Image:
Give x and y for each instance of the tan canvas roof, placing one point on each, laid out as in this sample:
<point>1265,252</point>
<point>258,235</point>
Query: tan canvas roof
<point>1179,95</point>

* * * * * * *

Reproduce the listing above verbatim, line for line, with no changes.

(Response for this exercise):
Image:
Give x and y for each instance of the tan canvas roof, placing one point on each, laid out as in this sample:
<point>1265,252</point>
<point>258,235</point>
Query: tan canvas roof
<point>1179,95</point>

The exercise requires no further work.